::: Supplied records
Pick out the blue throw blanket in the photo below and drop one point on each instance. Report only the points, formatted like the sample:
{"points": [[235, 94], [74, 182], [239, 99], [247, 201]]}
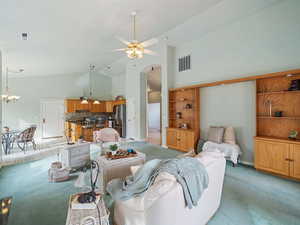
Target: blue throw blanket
{"points": [[189, 172]]}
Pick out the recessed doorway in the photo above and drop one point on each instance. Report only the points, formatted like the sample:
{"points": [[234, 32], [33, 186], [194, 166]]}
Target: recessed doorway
{"points": [[153, 75]]}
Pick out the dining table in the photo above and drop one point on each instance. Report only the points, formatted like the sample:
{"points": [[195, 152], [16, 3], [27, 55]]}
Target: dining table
{"points": [[8, 139]]}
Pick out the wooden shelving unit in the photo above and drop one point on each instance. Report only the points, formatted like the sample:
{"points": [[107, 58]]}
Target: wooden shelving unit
{"points": [[274, 151], [272, 96], [184, 105]]}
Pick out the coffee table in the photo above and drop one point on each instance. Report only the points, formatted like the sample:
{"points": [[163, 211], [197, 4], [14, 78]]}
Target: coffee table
{"points": [[77, 216], [116, 168]]}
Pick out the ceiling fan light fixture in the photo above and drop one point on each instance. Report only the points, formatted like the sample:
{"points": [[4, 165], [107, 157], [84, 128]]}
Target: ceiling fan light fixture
{"points": [[135, 51], [84, 101]]}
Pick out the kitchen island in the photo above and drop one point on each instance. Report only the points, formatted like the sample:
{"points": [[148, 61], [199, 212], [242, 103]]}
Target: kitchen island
{"points": [[81, 120]]}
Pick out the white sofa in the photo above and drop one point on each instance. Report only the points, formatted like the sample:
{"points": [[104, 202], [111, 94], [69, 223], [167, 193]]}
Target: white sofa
{"points": [[163, 203]]}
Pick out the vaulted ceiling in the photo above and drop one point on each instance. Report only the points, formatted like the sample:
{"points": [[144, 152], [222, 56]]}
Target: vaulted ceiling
{"points": [[64, 37]]}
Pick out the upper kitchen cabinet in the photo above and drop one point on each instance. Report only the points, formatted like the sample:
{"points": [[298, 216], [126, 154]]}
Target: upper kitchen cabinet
{"points": [[71, 105], [109, 105], [98, 107]]}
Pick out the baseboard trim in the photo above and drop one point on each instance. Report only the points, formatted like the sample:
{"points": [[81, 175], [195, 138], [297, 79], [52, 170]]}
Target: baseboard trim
{"points": [[247, 163]]}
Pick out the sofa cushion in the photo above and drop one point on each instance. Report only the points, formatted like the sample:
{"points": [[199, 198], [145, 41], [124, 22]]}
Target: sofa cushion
{"points": [[200, 144], [215, 134], [229, 136]]}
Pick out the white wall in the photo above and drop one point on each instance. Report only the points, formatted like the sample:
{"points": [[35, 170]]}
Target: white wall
{"points": [[119, 85], [33, 89], [154, 116], [267, 41], [231, 105]]}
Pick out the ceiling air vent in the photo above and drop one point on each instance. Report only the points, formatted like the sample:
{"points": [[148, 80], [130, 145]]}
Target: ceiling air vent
{"points": [[184, 63]]}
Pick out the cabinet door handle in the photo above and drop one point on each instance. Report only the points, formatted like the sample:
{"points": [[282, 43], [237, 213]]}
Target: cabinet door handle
{"points": [[290, 160]]}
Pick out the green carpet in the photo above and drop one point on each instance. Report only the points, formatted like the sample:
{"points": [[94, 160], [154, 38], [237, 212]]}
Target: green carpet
{"points": [[249, 197]]}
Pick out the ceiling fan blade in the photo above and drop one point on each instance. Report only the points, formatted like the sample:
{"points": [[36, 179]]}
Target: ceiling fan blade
{"points": [[149, 52], [149, 42], [119, 50], [123, 40]]}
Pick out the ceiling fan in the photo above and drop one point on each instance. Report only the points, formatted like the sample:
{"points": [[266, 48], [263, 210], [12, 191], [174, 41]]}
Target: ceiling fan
{"points": [[136, 49]]}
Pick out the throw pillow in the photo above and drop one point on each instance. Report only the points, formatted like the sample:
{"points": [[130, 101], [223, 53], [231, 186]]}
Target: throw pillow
{"points": [[199, 146], [215, 134], [229, 136]]}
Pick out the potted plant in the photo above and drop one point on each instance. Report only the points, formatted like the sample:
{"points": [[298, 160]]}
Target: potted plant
{"points": [[113, 149]]}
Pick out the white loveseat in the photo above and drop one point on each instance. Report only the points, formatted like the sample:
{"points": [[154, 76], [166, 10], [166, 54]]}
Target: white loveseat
{"points": [[164, 204]]}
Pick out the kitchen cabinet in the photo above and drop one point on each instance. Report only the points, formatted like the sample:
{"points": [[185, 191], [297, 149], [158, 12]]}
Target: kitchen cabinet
{"points": [[295, 163], [71, 105], [109, 106], [278, 156], [98, 107], [181, 139]]}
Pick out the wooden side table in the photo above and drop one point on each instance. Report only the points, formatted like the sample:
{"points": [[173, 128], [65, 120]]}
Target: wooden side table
{"points": [[116, 168], [77, 216]]}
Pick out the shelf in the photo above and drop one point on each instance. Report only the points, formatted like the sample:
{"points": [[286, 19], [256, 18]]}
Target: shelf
{"points": [[180, 101], [277, 92], [283, 117]]}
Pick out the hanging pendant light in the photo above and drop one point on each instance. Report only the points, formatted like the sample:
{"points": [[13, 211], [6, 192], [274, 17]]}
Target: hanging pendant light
{"points": [[6, 97]]}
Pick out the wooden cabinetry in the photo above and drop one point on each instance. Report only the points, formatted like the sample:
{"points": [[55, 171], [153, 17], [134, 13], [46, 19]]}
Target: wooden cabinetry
{"points": [[71, 105], [184, 126], [278, 156], [295, 163], [274, 152], [98, 107], [109, 105]]}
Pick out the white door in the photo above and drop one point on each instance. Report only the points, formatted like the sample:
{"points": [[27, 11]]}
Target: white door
{"points": [[52, 118]]}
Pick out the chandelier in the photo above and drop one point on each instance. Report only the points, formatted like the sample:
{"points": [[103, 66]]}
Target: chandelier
{"points": [[7, 97]]}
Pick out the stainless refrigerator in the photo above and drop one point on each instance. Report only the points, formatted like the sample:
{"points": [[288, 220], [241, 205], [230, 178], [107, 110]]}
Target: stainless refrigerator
{"points": [[120, 119]]}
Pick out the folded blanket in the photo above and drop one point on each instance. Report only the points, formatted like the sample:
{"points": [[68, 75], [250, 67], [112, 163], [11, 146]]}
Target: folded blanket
{"points": [[189, 172]]}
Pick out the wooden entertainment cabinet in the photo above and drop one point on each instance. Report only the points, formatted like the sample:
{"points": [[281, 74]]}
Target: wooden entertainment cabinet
{"points": [[274, 151], [184, 127]]}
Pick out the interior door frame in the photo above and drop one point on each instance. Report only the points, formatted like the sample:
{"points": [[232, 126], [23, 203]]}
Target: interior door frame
{"points": [[42, 102]]}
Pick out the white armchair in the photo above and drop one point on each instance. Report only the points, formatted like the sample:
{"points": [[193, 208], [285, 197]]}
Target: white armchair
{"points": [[163, 203]]}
::::::
## Instructions for the task
Reproduce all the records verbatim, excluding images.

## Problem solution
Pick out the blue throw blanket in the photo below and drop one point on each instance. Report only the points, formatted like the sample:
{"points": [[235, 94], [74, 182], [239, 99], [247, 201]]}
Target: blue throw blanket
{"points": [[189, 172]]}
Pick out the recessed doorway in the photo above and drop one point on each instance. Report only the points, formatted like the sample:
{"points": [[234, 32], [33, 186], [194, 166]]}
Target: recessed doorway
{"points": [[153, 75]]}
Pick out the dining table in the photo above and drop one point on each instance. Report only the points, formatted like the sample:
{"points": [[195, 152], [16, 3], [27, 55]]}
Target: dining table
{"points": [[8, 139]]}
Pick out the wooden shelving unit in the photo above and drop one point on each instance. Report only the points, formatted like the sample:
{"points": [[107, 58]]}
Target: wooden shelving unit
{"points": [[274, 151], [272, 96], [184, 105]]}
Pick out the coffee table in the photo above and drop one point on each instance. Report only the points, formatted like the sample:
{"points": [[163, 211], [197, 4], [14, 78]]}
Target: coffee table
{"points": [[77, 216], [116, 168]]}
Pick out the ceiling fan light fixture in the photo above and drop one point on each instance. Report only the points, formatted like the sample:
{"points": [[4, 165], [107, 157], [84, 128]]}
Target: ceiling fan light fixture
{"points": [[135, 51], [84, 101]]}
Pick out the kitchen island in the photo above and drop one point on each instance. Report only the points, formatted like the sample:
{"points": [[148, 61], [199, 212], [242, 103]]}
Target: kitchen island
{"points": [[81, 120]]}
Pick out the white sofa in the photo above and drop one point on each instance. Report only the points, formatted like the sample:
{"points": [[104, 202], [111, 94], [69, 223], [167, 193]]}
Target: white sofa
{"points": [[163, 203]]}
Pick out the vaulted ceiling in the photo above and drop one point on each instance. Report only the points, formatted like the sample:
{"points": [[144, 152], [222, 56]]}
Target: vaulted ceiling
{"points": [[64, 37]]}
Pick out the upper kitchen cabinet in the photo above and drop one point on each instance. Report only the points, formatted like the sample:
{"points": [[298, 216], [126, 154]]}
Target: upper kitchen cabinet
{"points": [[71, 105], [109, 105], [98, 107]]}
Pick out the baseboard trim in the photo above and drop one point on each instance. Report only the points, formatted like the sample:
{"points": [[81, 175], [195, 138], [297, 79], [52, 170]]}
Target: baseboard trim
{"points": [[247, 163]]}
Pick out the sofa cushion in the photo above and drop one point on each instance. Report only the points, formatted like the sample:
{"points": [[199, 198], [145, 41], [124, 22]]}
Target: sofa cushion
{"points": [[200, 144], [215, 134], [229, 136]]}
Pick out the white wall in the photo above and drop one point on each instance. Report only the points, formatted like the sample:
{"points": [[35, 170]]}
Target: white wall
{"points": [[119, 85], [33, 89], [154, 116], [267, 41], [231, 105]]}
Pick out the ceiling air vent in the photo above and drop one point on each instance. Report only the points, formatted like the sample:
{"points": [[148, 80], [130, 145]]}
Target: ceiling air vent
{"points": [[184, 63]]}
Pick out the cabinet door handle in the photo above and drop one point on each instance. Report only the points, formatted like the sample:
{"points": [[282, 43], [237, 213]]}
Target: cabinet door handle
{"points": [[290, 160]]}
Pick out the green carpet in the photo above and drop one point on each instance. Report only the points, formatted like the sample:
{"points": [[94, 160], [154, 38], [237, 212]]}
Target: green carpet
{"points": [[249, 197]]}
Pick out the ceiling fan blade in the photo above and drop one point on each instance. Report only the points, formatted like the sample:
{"points": [[36, 179]]}
Target: ceiling fan blade
{"points": [[149, 52], [149, 42], [119, 50], [123, 40]]}
Pick out the ceiling fan in the photo above and drop one point on each instance. Report only the points, formatted like the sample:
{"points": [[266, 48], [263, 210], [12, 191], [174, 41]]}
Target: ceiling fan
{"points": [[136, 49]]}
Pick out the throw pillow in the photo above and drop one point on each instance. Report only the points, formatted like the sample:
{"points": [[130, 101], [223, 53], [231, 186]]}
Target: throw pillow
{"points": [[199, 146], [215, 134], [229, 136]]}
Pick out the potted plant in the photo above and drop one point on each instance. Report only the points, formatted like the sample:
{"points": [[298, 160]]}
Target: potted plant
{"points": [[113, 149]]}
Pick out the white loveseat in the photo above and drop one point on each instance. Report only the points, formatted like the sample:
{"points": [[154, 76], [166, 10], [166, 54]]}
Target: white loveseat
{"points": [[164, 204]]}
Pick out the kitchen cabinet in the photo above and drop one point on each instance. Report only the points, formatted like the sample:
{"points": [[185, 191], [297, 149], [158, 12]]}
Target: kitchen cabinet
{"points": [[295, 163], [71, 105], [109, 106], [278, 156], [98, 107], [181, 139]]}
Pick out the wooden side table in the photo above and drop one point on each instance. Report only the points, formatted like the sample:
{"points": [[173, 128], [65, 120]]}
Target: wooden side table
{"points": [[116, 168], [77, 216]]}
Pick out the shelf in the photo above and drop one point on each instance. Report only the points, formatted like the sample:
{"points": [[286, 19], [256, 18]]}
Target: shelf
{"points": [[180, 101], [277, 92], [283, 117]]}
Pick out the hanging pendant light in the photo above and drop one point on each instance. Report only the points, formatted like the sample:
{"points": [[13, 211], [6, 192], [274, 17]]}
Target: hanging pendant light
{"points": [[6, 97]]}
Pick out the wooden cabinetry in the photo above and drop one point on each instance. Report only the points, formatted like the sample:
{"points": [[55, 171], [153, 17], [134, 13], [46, 19]]}
Target: wooden cabinetry
{"points": [[71, 105], [184, 126], [278, 156], [295, 163], [274, 152], [98, 107], [109, 105]]}
Pick out the white door in the photo above and drop one point on each instance. Report only the points, formatted like the sample:
{"points": [[27, 11]]}
Target: white door
{"points": [[52, 118]]}
Pick out the chandelier in the photo above and drop one point on each instance. Report only the points, formatted like the sample:
{"points": [[103, 66]]}
Target: chandelier
{"points": [[7, 97]]}
Pick out the stainless refrigerator in the photo above and drop one point on each instance. Report only the points, formatted like the sample:
{"points": [[288, 220], [241, 205], [230, 178], [107, 110]]}
Target: stainless refrigerator
{"points": [[120, 119]]}
Pick out the folded blanket in the photo above and drop one point on each instance. Report only the points, formatted like the sample:
{"points": [[68, 75], [250, 67], [112, 163], [11, 146]]}
Target: folded blanket
{"points": [[189, 172]]}
Pick out the wooden entertainment cabinet in the photo above and drop one point on each instance. Report only the points, formatted like the sample:
{"points": [[281, 74]]}
Target: wooden entertainment cabinet
{"points": [[274, 151], [184, 127]]}
Pick out the interior door frame in the photo above and drop one point on each instance. Report only the points, formatted like the sample:
{"points": [[232, 126], [23, 203]]}
Target: interior door frame
{"points": [[42, 102]]}
Pick out the white armchair in the photo above and drop one point on each instance. Report only the points, formatted like the sample:
{"points": [[193, 208], [285, 197]]}
Target: white armchair
{"points": [[163, 203]]}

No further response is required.